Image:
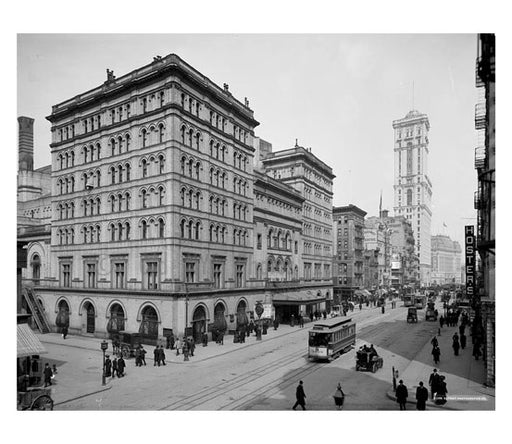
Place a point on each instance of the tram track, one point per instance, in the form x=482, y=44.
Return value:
x=231, y=385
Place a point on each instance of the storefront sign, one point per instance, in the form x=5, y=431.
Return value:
x=470, y=252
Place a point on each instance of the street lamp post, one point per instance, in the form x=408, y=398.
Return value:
x=104, y=346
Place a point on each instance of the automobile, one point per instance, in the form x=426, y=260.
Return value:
x=412, y=314
x=368, y=361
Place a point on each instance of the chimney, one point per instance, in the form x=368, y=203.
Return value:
x=26, y=143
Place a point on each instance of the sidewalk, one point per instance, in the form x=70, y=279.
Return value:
x=465, y=376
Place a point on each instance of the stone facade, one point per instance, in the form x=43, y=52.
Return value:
x=412, y=186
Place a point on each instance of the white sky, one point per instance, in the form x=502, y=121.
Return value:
x=337, y=94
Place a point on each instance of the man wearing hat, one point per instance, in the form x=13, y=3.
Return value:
x=401, y=394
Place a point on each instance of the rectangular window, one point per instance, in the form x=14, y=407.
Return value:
x=151, y=275
x=240, y=275
x=65, y=275
x=119, y=278
x=218, y=278
x=190, y=272
x=90, y=275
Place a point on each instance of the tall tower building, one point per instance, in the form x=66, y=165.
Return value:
x=413, y=189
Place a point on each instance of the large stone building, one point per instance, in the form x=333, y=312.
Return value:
x=348, y=225
x=446, y=260
x=157, y=211
x=485, y=197
x=412, y=186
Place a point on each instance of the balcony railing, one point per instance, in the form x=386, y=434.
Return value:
x=480, y=155
x=480, y=116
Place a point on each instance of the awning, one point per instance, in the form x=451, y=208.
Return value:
x=304, y=297
x=28, y=343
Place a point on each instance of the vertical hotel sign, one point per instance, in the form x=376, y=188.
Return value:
x=470, y=241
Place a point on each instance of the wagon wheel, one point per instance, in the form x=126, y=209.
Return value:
x=43, y=402
x=125, y=351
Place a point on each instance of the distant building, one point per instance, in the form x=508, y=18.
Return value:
x=446, y=260
x=413, y=189
x=348, y=225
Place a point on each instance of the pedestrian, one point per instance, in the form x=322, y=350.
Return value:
x=462, y=341
x=300, y=396
x=401, y=394
x=47, y=372
x=436, y=352
x=142, y=355
x=108, y=366
x=339, y=397
x=114, y=367
x=120, y=366
x=433, y=381
x=162, y=355
x=156, y=356
x=442, y=391
x=185, y=350
x=138, y=362
x=476, y=349
x=455, y=344
x=421, y=397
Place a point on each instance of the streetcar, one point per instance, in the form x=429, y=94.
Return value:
x=331, y=337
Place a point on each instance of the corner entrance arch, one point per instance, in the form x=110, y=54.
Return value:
x=198, y=323
x=149, y=325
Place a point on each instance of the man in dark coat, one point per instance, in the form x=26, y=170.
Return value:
x=462, y=341
x=162, y=355
x=47, y=372
x=300, y=396
x=114, y=367
x=455, y=344
x=156, y=356
x=120, y=366
x=108, y=366
x=401, y=395
x=421, y=397
x=433, y=381
x=436, y=352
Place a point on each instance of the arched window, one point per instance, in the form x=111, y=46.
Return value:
x=144, y=138
x=144, y=199
x=161, y=133
x=144, y=229
x=161, y=228
x=183, y=135
x=161, y=163
x=182, y=228
x=160, y=196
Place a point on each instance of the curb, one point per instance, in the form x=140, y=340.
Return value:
x=83, y=396
x=429, y=403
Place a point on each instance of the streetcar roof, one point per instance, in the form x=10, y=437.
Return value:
x=329, y=324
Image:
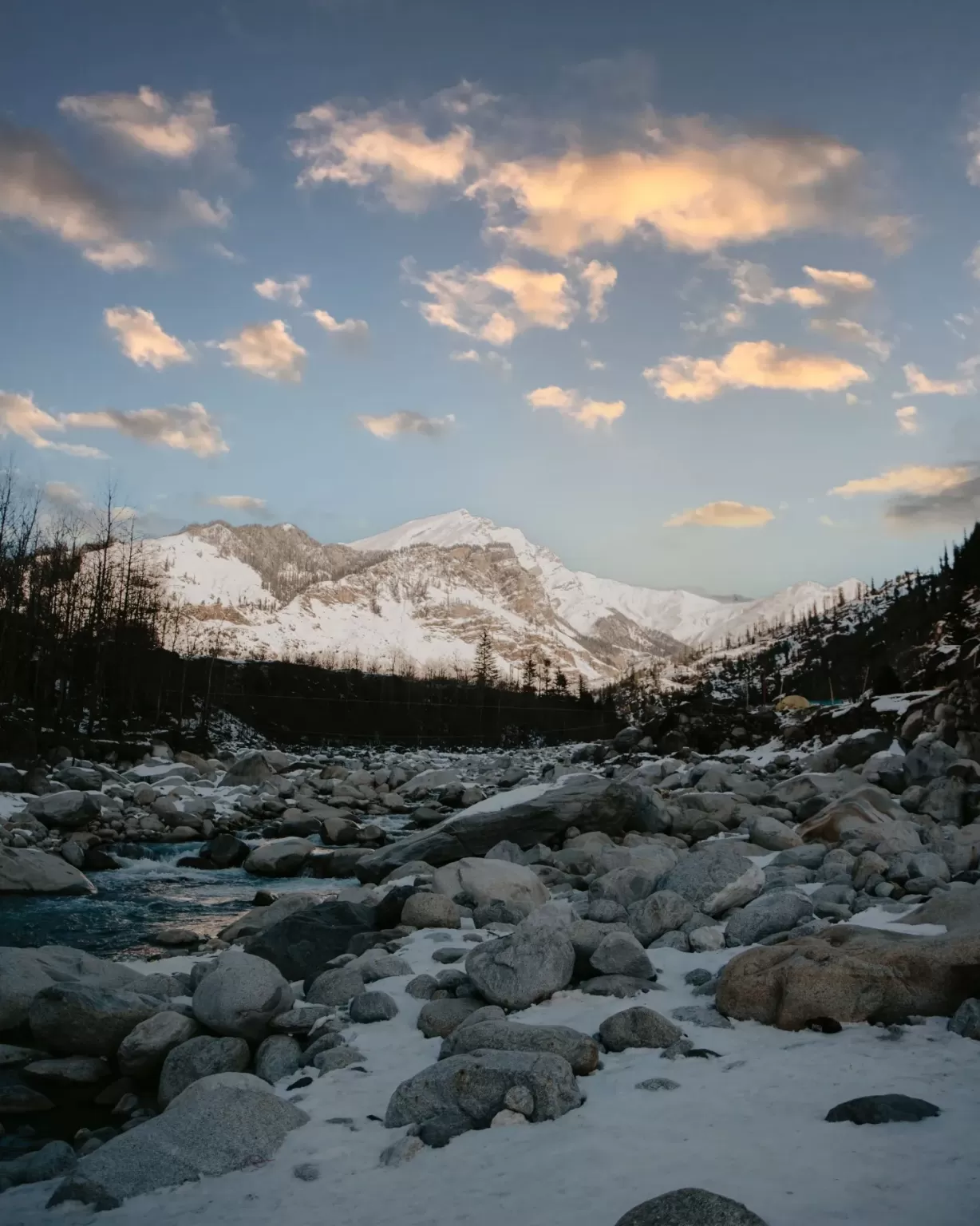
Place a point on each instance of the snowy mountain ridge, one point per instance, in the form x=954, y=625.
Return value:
x=421, y=595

▸ TO DO:
Can you express each line of the listing above as a JSON list of strings, one string per line, with blank lines dropped and the pictures left out?

▸ ANSWER TO THE PROBLEM:
[
  "Image:",
  "Place a point on each instance of the tram track, one point per instance, in the form x=482, y=44.",
  "Return value:",
  "x=231, y=385",
  "Place a point on each instance of the storefront sign, one point per instance, in the form x=5, y=431.",
  "Return value:",
  "x=470, y=252",
  "Place a point on each instance of the street lamp post, one point per instance, in the form x=408, y=398.",
  "Return value:",
  "x=104, y=346",
  "Place a point on each instance of the automobile, one point per instance, in the form x=426, y=260.",
  "Return value:",
  "x=412, y=314",
  "x=368, y=361",
  "Place a point on each instance of the chimney, one point per instance, in the form x=368, y=203.",
  "Return value:",
  "x=26, y=143",
  "Place a point on each instance of the sidewalk, one point per instance, in the form x=70, y=279.",
  "Return value:",
  "x=465, y=376",
  "Place a point on each instance of the stone facade, one point per instance, in the form x=43, y=52.",
  "Return value:",
  "x=412, y=186",
  "Place a point on each instance of the white sky, one point per instance, in the form x=502, y=121.",
  "Return value:",
  "x=337, y=94",
  "Place a point on each instance of the man wearing hat, one point per instance, in the form x=13, y=3.",
  "Return value:",
  "x=401, y=394",
  "Place a point on each instance of the rectangular window, one point per instance, in the form x=14, y=407.",
  "Return value:",
  "x=151, y=275",
  "x=240, y=275",
  "x=65, y=275",
  "x=119, y=278",
  "x=218, y=278",
  "x=190, y=272",
  "x=90, y=275",
  "Place a point on each instance of the tall tower building, one point per instance, in the form x=66, y=165.",
  "Return value:",
  "x=413, y=189",
  "Place a point on each instance of the large stone building, one point per instance, in the form x=333, y=312.",
  "Return value:",
  "x=348, y=225",
  "x=446, y=260",
  "x=157, y=211",
  "x=485, y=197",
  "x=412, y=186",
  "Place a point on each instance of the balcony railing, one point per instance, in the form x=386, y=434.",
  "Return value:",
  "x=480, y=155",
  "x=480, y=116",
  "Place a point on each instance of the awning, one point per instance, in the form x=451, y=208.",
  "Return value:",
  "x=304, y=297",
  "x=28, y=343",
  "Place a point on each instance of the vertical hotel sign, one point per instance, in the form x=376, y=188.",
  "Return value:",
  "x=470, y=241",
  "Place a point on each instance of the wagon wheel, one point per instance, in the form x=126, y=209.",
  "Return value:",
  "x=43, y=402",
  "x=125, y=351",
  "Place a point on each instance of the distant building, one point per instance, in the form x=508, y=18.",
  "Return value:",
  "x=446, y=260",
  "x=413, y=189",
  "x=348, y=225",
  "Place a point on each instance of the pedestrian, one point per instance, in the form x=322, y=350.",
  "Return value:",
  "x=462, y=341",
  "x=300, y=396",
  "x=401, y=394",
  "x=47, y=372",
  "x=436, y=352",
  "x=142, y=355",
  "x=108, y=366",
  "x=339, y=397",
  "x=114, y=367",
  "x=120, y=366",
  "x=433, y=381",
  "x=162, y=355",
  "x=156, y=356",
  "x=442, y=391",
  "x=185, y=350",
  "x=138, y=362",
  "x=476, y=349",
  "x=455, y=344",
  "x=421, y=397",
  "Place a point on each instance of the streetcar, one point per instance, in the form x=429, y=94.",
  "Return value:",
  "x=331, y=337",
  "Place a point on each instance of the corner entrance arch, one point per instance, in the form x=110, y=54.",
  "Return value:",
  "x=198, y=323",
  "x=149, y=325",
  "Place a point on each instance of the man in dark coat, one point per instance, in the form x=26, y=170.",
  "Return value:",
  "x=462, y=341",
  "x=162, y=355",
  "x=47, y=372",
  "x=300, y=396",
  "x=114, y=367",
  "x=455, y=344",
  "x=156, y=356",
  "x=120, y=366",
  "x=108, y=366",
  "x=401, y=395",
  "x=421, y=397",
  "x=433, y=381",
  "x=436, y=352",
  "Place a point on each instance of the arched window, one point per instance, in the form x=111, y=46.",
  "Return value:",
  "x=144, y=138",
  "x=144, y=199",
  "x=161, y=133",
  "x=144, y=229",
  "x=161, y=228",
  "x=183, y=135",
  "x=161, y=163",
  "x=182, y=228",
  "x=160, y=196",
  "Place a point on each instance of the curb, one point per instance, in the form x=140, y=340.",
  "Return value:",
  "x=83, y=396",
  "x=429, y=403",
  "Place a point on each instance of the streetcar roof, one point per instance, in the form x=10, y=437.",
  "Return value:",
  "x=329, y=324",
  "Image:",
  "Place a point on each instance of the snowy mountain ridge, one point per instance, in the form x=954, y=625.",
  "Return value:",
  "x=421, y=595"
]